### Article
========================================================================

Scrivener for iOS

Today will be a day long remembered. It has seen the end of excuses for procrastination, and soon it will see the end of writing downtime forever.

I’m talking about the release of Scrivener for iOS.

I’ve been using the Windows version of Scrivener for years, and can’t imagine taking on a novel-length project without it. (Short stories I can do in Word, Notepad, draft emails in my Gmail outbox…) In fact, I’m not sure I’d be capable of writing a novel in anything other than Scrivener.

Let’s look at the stats:

  • Novels written without Scrivener: 0
  • Novels written with Scrivener: 7 (and a half)
  • Novels started without Scrivener but never finished: too many to count
  • Novels started with Scrivener but not finished: 1 (but I’m still working on it)
  • Novels written without Scrivener that ended up published: 0
  • Novels written with Scrivener that ended up published: 2

Well, I’m convinced.

My only problem was a lack of a mobile option. We have one desktop PC, which does the job, but going into the study feels a bit like work. Sometimes you just want to crank out a scene with the telly on in the background, or skim through some chapters and tweak some of the wording.

I developed a workflow to let me do this on my Android tablet and, later, my iPad Mini. At the end of each writing session in Scrivener, I’d compile the manuscript into a text file and store it in a Dropbox folder, along with an identical copy.

On my tablet/iPad, I’d use a simple text editor to work on the manuscript. All I needed was a text editor that integrated with Dropbox. On Android it was Jotter, and on iPad it was Plaintext.

When I got back to the desktop and Scrivener, I’d use WinMerge to compare the edited file against the copy of the original, and paste the updated bits into Scrivener. It wasn’t ideal, but I probably got quite a few thousand extra words written for each of my novels.

========================================================================

### Supplied data
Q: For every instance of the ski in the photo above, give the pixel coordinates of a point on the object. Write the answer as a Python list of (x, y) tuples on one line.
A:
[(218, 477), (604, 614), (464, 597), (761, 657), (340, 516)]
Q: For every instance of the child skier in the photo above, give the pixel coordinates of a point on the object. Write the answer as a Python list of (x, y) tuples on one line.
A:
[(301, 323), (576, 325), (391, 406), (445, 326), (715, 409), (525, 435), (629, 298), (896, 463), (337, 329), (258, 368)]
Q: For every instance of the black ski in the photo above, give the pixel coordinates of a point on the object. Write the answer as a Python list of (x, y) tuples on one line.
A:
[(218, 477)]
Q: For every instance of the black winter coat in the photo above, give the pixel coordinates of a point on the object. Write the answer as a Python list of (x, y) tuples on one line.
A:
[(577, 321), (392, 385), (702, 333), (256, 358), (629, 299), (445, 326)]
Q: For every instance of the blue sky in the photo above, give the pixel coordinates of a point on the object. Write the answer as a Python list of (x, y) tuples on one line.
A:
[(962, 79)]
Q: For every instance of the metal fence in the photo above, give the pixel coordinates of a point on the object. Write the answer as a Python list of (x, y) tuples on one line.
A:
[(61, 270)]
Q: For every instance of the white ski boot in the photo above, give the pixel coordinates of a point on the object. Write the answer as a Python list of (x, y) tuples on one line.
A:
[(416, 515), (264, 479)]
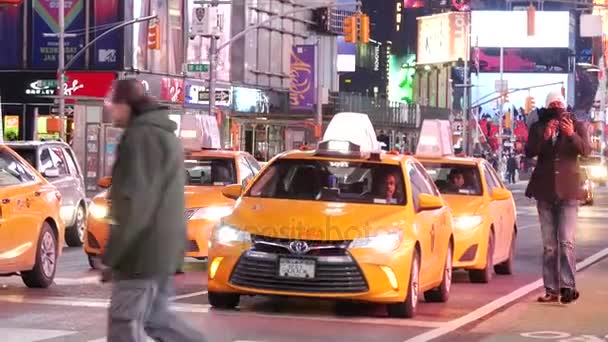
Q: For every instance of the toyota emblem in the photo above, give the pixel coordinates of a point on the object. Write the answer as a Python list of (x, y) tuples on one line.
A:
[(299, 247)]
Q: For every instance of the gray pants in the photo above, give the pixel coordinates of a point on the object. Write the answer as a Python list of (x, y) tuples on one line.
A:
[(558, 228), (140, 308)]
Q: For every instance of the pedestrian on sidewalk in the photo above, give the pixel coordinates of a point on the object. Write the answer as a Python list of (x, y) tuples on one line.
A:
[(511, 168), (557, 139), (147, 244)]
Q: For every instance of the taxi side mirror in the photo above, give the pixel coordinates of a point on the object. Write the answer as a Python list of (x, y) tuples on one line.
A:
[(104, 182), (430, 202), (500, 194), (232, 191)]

========================================================================

### What is asked
[A] Can you repeat everything in the listing from the line containing "Q: For every instance of the black winter" down to the line containing "299), (445, 326)]", with both of those lines included?
[B] Can you continue the post on Scrivener for iOS from where it stops?

### Outputs for the tasks
[A]
Q: For every instance of the black winter coat in the photo above, give the pixel coordinates of a point on the object. Write the answer as a Python list of (x, y) tuples on one line.
A:
[(577, 321), (392, 385), (702, 333), (256, 358), (629, 299), (445, 326)]

[B]
It wasn’t too bad for adding a chunk of text to the end of a manuscript, but if there was any serious work involved, I’d have to wait until I was at the desktop. Even searching for a word or flicking back to an earlier chapter was a nuisance. A novel isn’t a big long stream of text – it has structure.

So you can imagine I’ve been looking forward to the iOS version of Scrivener for a long time. When I won the Great War Dundee Children’s Book Prize, I used part of the prize money to buy an iPad Mini (replacing my aging Android tablet) so I’d be ready for the release, which I imagined would be imminent – that was well over a year ago!

But it’s here now. As soon as I got home today, I placed my order on the App Store and downloaded it. At £14.99 it’s not the cheapest app in the store, but it’s very reasonably priced for its capabilities.

The first thing I did was link the app to Dropbox. I already stored my Scrivener projects in Dropbox, so this took no effort on my part.

Scrivener syncing with Dropbox
It took a while to synchronise – I’ve got eight novel projects plus some variant versions plus a batch of short stories – but once it did, all of my Scrivener projects were available on my iPad.

I opened up the project for The Beast on the Broch, and there it was in all its glory, complete with hierarchical chapter and scene structure. It feels instantly familiar.

The Beast in Scrivener
It’ll take a little while to explore the features, but I can instantly see that it’s an enormous leap forward compared to my previous mobile workflow. The Dropbox synchronisation seems to work extremely well, so it’s going to save me a huge amount of time.

So now in weather like this, when it’s just too hot to contemplate sitting at the desktop with the sun in my face, there’s nothing stopping me from working on my writing from the comfort of my armchair.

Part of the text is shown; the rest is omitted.